How to complete this task - The lines from the top of the material below through the line containing "[tag] wrist (a point for each instance)" are to be printed exactly, with pictures omitted.

Extracted records -
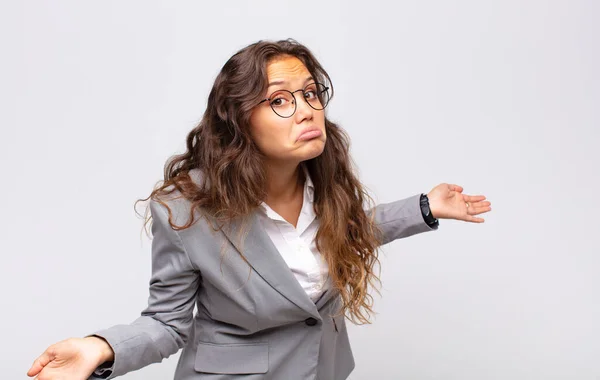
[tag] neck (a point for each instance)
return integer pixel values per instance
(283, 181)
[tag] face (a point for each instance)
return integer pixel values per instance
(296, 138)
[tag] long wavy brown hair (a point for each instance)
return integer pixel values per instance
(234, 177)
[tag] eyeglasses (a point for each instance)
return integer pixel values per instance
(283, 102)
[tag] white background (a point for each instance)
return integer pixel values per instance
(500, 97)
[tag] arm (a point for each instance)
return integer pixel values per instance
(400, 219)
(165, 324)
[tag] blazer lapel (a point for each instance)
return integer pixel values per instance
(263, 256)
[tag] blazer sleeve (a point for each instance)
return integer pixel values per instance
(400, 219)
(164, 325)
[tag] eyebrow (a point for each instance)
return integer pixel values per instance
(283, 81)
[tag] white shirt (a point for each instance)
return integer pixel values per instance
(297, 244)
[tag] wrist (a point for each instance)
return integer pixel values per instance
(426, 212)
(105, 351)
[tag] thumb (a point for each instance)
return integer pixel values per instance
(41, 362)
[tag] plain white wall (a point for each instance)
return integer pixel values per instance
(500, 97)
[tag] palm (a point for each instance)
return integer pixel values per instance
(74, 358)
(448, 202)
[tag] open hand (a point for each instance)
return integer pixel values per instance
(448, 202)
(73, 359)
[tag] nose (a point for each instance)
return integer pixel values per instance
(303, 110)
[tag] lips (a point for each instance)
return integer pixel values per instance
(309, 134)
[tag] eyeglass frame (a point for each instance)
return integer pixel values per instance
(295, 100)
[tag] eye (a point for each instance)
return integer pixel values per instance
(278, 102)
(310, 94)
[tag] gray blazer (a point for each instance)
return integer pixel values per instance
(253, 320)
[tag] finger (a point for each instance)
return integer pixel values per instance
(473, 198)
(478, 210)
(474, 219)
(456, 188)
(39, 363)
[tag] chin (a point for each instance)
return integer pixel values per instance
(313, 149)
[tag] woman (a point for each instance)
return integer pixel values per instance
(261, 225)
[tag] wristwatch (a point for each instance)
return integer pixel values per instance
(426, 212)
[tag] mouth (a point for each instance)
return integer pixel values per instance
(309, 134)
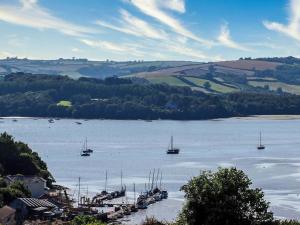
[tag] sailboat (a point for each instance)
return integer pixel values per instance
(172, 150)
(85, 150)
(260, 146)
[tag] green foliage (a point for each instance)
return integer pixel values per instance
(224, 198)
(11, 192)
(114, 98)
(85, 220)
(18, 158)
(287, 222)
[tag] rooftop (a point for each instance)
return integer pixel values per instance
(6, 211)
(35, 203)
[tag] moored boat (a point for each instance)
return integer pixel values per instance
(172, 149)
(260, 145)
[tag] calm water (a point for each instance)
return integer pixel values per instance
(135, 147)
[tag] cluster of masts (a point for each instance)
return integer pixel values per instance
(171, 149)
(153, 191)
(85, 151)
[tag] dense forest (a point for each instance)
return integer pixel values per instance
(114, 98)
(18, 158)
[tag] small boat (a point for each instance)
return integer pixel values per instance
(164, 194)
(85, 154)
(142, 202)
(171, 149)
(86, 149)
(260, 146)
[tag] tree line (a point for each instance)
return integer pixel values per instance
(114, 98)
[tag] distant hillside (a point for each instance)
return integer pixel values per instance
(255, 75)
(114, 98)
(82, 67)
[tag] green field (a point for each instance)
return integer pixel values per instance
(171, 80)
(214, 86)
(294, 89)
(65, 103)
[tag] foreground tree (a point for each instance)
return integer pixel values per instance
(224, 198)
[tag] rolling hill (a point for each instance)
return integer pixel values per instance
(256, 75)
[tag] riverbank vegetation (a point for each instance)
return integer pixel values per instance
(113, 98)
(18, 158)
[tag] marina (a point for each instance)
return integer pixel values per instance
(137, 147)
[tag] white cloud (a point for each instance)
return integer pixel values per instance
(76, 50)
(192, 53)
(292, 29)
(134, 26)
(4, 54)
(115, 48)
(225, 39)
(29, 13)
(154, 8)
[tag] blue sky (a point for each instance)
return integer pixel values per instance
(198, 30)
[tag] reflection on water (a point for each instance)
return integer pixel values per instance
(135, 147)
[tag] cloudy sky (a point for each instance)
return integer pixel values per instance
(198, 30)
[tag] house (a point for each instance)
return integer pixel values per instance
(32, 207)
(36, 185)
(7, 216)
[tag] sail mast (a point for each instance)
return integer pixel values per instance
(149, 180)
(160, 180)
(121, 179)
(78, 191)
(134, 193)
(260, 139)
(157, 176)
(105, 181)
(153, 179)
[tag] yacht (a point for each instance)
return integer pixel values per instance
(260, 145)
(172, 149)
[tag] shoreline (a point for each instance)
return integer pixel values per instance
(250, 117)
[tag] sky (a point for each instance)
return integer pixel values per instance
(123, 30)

Solution for this exercise -
[tag] neck (a point for each instance)
return integer pixel values per instance
(283, 181)
[tag] face (a point for each instance)
return integer pixel values per instance
(296, 138)
[tag] long wavy brown hair (a point for each instance)
return integer pixel values per instance
(234, 177)
[tag] eyeglasses (a point for each instance)
return integer pixel values per instance
(283, 102)
[tag] white background (a point for each instance)
return integer pixel values per instance
(500, 97)
[tag] arm (a point for each instance)
return integer pixel values per instance
(400, 219)
(165, 324)
[tag] blazer lapel (a point for each instance)
return integer pixel values per instance
(263, 256)
[tag] blazer sleeve (a point for each instance)
return integer pixel values per instance
(400, 219)
(164, 325)
[tag] eyebrow (a point for each instance)
return integer pixel values per instance
(283, 81)
[tag] white shirt (a point for each instance)
return integer pixel values per instance
(297, 244)
[tag] wrist (a point for each instance)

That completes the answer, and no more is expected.